**阅读材料:**
"""
修改后的配置文件(以yolov5_s-v61_syncbn_8xb16-300e_coco.py为例子)

_base_ = ['../_base_/default_runtime.py', '../_base_/det_p5_tta.py']

# ========================Frequently modified parameters======================
# -----data related-----
data_root = 'data/coco/'  # Root path of data
# Path of train annotation file
train_ann_file = 'annotations/instances_train2017.json'
train_data_prefix = 'train2017/'  # Prefix of train image path
# Path of val annotation file
val_ann_file = 'annotations/instances_val2017.json'
val_data_prefix = 'val2017/'  # Prefix of val image path

num_classes = 80  # Number of classes for classification
# Batch size of a single GPU during training
train_batch_size_per_gpu = 16
# Worker to pre-fetch data for each single GPU during training
train_num_workers = 8
# persistent_workers must be False if num_workers is 0
persistent_workers = True

# -----model related-----
# Basic size of multi-scale prior box
anchors = [
    [(10, 13), (16, 30), (33, 23)],  # P3/8
    [(30, 61), (62, 45), (59, 119)],  # P4/16
    [(116, 90), (156, 198), (373, 326)]  # P5/32
]

# -----train val related-----
# Base learning rate for optim_wrapper. Corresponding to 8xb16=128 bs
base_lr = 0.01
max_epochs = 300  # Maximum training epochs

model_test_cfg = dict(
    # The config of multi-label for multi-class prediction.
    multi_label=True,
    # The number of boxes before NMS
    nms_pre=30000,
    score_thr=0.001,  # Threshold to filter out boxes.
"""
(指点数据摘录)
"""
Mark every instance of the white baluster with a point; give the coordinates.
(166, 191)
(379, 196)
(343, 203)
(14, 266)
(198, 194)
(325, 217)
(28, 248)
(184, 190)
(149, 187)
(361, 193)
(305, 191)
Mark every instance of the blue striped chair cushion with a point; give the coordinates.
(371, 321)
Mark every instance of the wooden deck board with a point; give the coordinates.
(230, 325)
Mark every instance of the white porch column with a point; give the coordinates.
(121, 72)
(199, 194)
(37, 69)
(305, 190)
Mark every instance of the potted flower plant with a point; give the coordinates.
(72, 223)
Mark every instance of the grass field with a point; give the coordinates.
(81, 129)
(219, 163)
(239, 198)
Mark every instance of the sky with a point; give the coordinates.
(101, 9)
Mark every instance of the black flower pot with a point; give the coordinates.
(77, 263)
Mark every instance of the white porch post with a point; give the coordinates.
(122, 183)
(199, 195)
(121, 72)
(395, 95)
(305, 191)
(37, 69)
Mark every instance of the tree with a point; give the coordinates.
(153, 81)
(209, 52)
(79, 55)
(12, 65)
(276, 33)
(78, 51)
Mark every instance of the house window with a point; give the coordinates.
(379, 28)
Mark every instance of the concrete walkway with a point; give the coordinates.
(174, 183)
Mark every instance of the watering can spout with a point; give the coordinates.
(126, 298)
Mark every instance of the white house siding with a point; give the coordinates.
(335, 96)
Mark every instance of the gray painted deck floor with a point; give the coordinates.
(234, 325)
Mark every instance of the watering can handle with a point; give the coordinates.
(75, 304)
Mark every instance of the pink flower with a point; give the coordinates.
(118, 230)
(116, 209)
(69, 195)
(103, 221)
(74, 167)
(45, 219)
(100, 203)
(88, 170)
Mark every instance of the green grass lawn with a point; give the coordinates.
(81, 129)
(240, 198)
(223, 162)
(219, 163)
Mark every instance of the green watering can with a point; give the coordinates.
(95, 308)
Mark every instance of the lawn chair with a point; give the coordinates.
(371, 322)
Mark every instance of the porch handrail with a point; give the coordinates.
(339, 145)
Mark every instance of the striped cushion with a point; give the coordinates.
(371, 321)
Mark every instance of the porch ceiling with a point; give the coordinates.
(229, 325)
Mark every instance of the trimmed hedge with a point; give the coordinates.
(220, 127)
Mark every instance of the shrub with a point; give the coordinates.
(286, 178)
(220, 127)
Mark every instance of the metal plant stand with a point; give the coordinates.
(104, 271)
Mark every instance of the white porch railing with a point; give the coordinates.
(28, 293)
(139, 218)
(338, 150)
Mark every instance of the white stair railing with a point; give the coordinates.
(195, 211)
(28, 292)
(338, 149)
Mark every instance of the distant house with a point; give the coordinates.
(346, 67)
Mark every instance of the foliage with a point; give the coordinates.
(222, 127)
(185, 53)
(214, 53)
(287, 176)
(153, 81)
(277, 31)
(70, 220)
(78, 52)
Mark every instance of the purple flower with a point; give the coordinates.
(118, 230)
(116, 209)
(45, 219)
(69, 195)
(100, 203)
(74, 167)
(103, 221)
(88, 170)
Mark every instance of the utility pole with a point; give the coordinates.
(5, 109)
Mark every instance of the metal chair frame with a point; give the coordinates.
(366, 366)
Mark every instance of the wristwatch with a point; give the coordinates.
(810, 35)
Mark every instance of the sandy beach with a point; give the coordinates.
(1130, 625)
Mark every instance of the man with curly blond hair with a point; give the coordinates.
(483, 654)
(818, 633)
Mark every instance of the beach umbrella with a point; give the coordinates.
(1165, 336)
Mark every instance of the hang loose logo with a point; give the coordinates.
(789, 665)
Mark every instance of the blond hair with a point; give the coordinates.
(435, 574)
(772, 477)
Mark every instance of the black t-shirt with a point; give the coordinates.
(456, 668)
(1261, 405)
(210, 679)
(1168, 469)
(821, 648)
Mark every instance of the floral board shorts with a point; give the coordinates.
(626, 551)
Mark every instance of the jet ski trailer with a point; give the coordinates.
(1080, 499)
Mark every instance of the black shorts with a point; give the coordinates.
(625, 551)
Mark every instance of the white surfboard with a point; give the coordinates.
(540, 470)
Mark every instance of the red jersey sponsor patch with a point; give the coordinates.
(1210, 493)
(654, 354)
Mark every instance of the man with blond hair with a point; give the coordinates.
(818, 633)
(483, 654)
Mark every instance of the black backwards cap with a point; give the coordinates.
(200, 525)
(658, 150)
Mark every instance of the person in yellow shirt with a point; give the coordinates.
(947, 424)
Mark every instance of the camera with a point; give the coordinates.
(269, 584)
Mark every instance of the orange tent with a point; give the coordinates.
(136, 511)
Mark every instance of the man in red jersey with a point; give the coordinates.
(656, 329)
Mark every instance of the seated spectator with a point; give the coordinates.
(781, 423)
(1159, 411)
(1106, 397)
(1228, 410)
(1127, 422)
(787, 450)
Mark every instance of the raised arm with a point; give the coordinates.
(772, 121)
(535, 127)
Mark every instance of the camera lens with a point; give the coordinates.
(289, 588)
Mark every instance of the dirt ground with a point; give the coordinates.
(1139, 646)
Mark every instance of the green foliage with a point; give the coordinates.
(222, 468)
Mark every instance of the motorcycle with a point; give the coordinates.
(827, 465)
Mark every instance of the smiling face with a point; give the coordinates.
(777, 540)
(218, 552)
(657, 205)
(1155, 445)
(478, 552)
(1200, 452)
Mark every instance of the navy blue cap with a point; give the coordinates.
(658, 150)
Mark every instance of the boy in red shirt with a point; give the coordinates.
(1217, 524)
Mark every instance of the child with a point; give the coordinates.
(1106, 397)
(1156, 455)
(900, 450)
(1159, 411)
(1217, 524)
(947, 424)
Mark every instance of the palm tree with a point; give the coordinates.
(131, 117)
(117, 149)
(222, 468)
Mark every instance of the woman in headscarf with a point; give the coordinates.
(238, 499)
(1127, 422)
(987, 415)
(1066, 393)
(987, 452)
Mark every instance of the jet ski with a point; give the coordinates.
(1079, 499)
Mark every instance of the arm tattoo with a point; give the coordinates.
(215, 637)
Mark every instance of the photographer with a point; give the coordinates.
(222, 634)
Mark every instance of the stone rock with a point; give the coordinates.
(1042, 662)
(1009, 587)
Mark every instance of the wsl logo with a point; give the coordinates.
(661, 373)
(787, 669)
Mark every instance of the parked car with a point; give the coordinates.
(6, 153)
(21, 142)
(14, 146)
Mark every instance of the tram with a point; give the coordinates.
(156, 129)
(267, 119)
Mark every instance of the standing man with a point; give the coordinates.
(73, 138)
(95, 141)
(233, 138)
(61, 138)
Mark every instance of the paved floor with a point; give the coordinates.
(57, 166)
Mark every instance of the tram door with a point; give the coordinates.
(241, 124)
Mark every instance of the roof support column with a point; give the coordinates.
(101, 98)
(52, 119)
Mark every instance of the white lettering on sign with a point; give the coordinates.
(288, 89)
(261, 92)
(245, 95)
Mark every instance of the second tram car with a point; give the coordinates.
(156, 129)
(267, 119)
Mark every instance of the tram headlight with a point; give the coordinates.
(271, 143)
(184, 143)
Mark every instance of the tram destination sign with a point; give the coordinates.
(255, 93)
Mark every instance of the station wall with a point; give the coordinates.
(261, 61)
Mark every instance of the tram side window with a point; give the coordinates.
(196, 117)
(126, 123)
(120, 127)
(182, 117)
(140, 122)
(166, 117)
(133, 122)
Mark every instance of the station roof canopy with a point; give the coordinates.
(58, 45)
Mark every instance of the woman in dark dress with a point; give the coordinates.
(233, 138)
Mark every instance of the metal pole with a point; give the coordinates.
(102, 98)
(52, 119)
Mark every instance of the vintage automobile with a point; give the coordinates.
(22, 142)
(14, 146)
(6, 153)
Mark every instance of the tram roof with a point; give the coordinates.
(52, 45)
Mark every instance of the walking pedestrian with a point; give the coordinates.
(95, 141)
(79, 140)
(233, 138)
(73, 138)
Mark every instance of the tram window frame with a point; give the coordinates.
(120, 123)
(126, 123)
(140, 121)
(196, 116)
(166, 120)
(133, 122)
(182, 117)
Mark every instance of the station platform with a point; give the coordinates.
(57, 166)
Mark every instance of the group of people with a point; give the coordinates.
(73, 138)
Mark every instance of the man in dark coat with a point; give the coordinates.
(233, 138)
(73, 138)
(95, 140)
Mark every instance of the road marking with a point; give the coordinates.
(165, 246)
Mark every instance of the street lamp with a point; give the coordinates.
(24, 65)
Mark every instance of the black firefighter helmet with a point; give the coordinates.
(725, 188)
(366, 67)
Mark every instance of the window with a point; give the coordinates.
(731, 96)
"""
**必做任务:**
1/ 根据阅读材料,训练时单个 GPU 的批大小被设为多少?
2/ 请列出阅读材料中“data related”部分设定的全部路径变量及其取值。
3/ 依据阅读材料中的注释,说明这里为什么可以把 persistent_workers 设为 True。

**逐题解答:**
1/ 16(train_batch_size_per_gpu = 16)。

2/
- data_root = 'data/coco/'
- train_ann_file = 'annotations/instances_train2017.json'
- train_data_prefix = 'train2017/'
- val_ann_file = 'annotations/instances_val2017.json'
- val_data_prefix = 'val2017/'

3/ 注释写明,num_workers 为 0 时 persistent_workers 必须为 False。这里 train_num_workers 设为 8,不为 0,所以可以把 persistent_workers 设为 True。